## To do
Repeat every entry below exactly as given.

◆ ◆ ◆

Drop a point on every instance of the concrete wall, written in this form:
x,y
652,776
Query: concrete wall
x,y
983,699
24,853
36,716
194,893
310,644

◆ ◆ ◆

## Exercise response
Drop a point on every instance of the concrete wall, written in this form:
x,y
652,776
Query: concrete wall
x,y
983,699
24,853
36,716
194,893
310,644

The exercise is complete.